*** Data excerpts ***

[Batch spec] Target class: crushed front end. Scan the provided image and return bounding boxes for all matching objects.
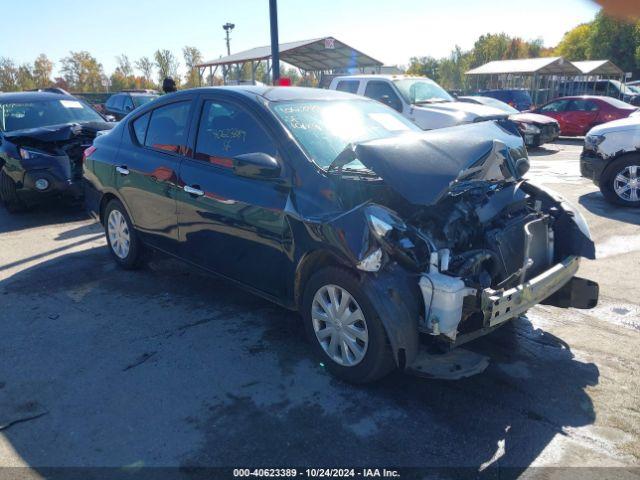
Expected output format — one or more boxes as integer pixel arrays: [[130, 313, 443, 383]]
[[1, 122, 113, 204]]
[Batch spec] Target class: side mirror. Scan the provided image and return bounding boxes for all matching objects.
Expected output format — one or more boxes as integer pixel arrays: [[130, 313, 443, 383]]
[[125, 105, 134, 112], [105, 114, 117, 122], [233, 152, 281, 179]]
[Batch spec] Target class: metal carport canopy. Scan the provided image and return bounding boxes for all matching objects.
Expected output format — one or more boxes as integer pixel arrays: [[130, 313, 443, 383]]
[[466, 57, 581, 76], [196, 36, 383, 71], [572, 60, 624, 76]]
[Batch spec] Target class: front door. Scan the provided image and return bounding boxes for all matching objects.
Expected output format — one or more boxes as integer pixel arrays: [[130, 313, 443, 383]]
[[176, 97, 290, 298], [115, 99, 194, 253], [562, 99, 599, 136]]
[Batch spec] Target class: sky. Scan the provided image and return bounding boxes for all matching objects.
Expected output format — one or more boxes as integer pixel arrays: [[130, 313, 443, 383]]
[[2, 0, 601, 77]]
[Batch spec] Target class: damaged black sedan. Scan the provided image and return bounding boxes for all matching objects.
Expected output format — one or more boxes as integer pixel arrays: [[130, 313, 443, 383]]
[[0, 91, 114, 211], [84, 87, 599, 383]]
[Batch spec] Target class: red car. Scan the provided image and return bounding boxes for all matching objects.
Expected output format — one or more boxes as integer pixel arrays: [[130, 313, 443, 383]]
[[532, 96, 637, 136]]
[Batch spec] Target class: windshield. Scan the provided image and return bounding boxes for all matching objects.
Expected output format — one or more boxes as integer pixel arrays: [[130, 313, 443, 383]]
[[132, 95, 158, 108], [0, 98, 104, 132], [393, 78, 454, 104], [271, 99, 420, 170], [474, 97, 519, 114], [611, 80, 634, 95]]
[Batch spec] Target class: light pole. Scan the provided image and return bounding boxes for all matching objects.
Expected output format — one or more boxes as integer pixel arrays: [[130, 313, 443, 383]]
[[269, 0, 280, 84], [223, 22, 235, 56]]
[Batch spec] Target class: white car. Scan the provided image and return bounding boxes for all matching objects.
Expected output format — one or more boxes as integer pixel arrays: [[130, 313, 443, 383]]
[[581, 116, 640, 206], [328, 75, 508, 130]]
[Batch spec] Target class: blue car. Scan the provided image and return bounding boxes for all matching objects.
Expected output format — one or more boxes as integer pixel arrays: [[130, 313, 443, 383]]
[[478, 89, 533, 111]]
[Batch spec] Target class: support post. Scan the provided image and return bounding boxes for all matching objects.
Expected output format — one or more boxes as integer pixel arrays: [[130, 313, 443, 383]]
[[269, 0, 280, 85]]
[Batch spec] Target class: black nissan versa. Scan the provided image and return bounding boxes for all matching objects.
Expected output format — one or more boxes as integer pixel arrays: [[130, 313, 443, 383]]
[[84, 86, 599, 383], [0, 91, 114, 211]]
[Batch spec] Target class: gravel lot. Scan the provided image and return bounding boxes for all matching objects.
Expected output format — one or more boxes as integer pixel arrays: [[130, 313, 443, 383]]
[[0, 138, 639, 477]]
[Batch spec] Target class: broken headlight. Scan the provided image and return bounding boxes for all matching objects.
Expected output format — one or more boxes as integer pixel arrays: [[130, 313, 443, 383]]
[[365, 205, 407, 239]]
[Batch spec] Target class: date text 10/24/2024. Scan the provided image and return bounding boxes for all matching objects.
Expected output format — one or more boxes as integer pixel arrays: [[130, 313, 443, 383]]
[[233, 468, 401, 478]]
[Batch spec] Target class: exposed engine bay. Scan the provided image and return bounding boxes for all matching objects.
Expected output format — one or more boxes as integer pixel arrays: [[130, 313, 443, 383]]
[[321, 122, 598, 347]]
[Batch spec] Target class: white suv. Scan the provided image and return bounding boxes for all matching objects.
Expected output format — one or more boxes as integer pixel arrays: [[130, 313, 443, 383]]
[[328, 75, 507, 130], [581, 116, 640, 206]]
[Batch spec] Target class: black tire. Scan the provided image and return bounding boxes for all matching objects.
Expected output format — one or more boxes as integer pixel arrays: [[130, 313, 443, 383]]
[[599, 155, 640, 207], [103, 199, 144, 269], [0, 169, 25, 213], [301, 267, 396, 384]]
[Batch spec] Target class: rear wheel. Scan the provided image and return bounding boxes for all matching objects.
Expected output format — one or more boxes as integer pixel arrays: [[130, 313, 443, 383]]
[[600, 155, 640, 207], [0, 169, 25, 213], [104, 199, 144, 269], [302, 267, 395, 383]]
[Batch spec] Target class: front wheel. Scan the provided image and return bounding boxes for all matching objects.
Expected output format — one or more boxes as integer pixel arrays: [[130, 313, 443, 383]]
[[104, 199, 144, 269], [0, 169, 25, 213], [600, 155, 640, 207], [302, 267, 395, 383]]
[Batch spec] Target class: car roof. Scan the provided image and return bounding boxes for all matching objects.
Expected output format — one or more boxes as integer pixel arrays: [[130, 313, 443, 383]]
[[163, 86, 361, 102], [0, 91, 79, 103], [331, 74, 428, 81]]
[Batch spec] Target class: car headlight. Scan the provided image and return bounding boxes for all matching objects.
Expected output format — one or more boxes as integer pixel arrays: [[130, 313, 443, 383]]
[[585, 134, 605, 148], [365, 205, 406, 239], [517, 122, 540, 134]]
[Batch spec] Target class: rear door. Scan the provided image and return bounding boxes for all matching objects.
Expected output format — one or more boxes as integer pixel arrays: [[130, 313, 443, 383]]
[[176, 96, 290, 297], [563, 99, 599, 135], [115, 98, 195, 253]]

*** End of Data excerpts ***

■ What needs to be done
Please leave out the pictures as you reproduce the lines exactly, from the first line of the entries through the line containing "[Batch spec] Target class: front door.".

■ Answer space
[Batch spec] Target class: crushed front end. Scan the provided image and return bounding boxes for all matching objects.
Expected output format — one or more boxes as integer pixel arrays: [[130, 313, 443, 383]]
[[1, 122, 113, 204]]
[Batch spec] Target class: side mirror. Scan the provided image and return bounding boxes for all matching objects.
Expected output format — one or more boxes as integer pixel arrays: [[130, 313, 443, 383]]
[[125, 105, 134, 112], [105, 114, 117, 122], [233, 152, 281, 179]]
[Batch spec] Target class: metal carport canopy. Scan the provided image and return bounding boxes for all matching objects.
Expected output format — one or more boxes as integer pixel arrays: [[130, 313, 443, 383]]
[[466, 57, 581, 76], [196, 36, 383, 71], [572, 60, 624, 76]]
[Batch spec] Target class: front door. Scan the provided image and return bounding boxes for all matching objects.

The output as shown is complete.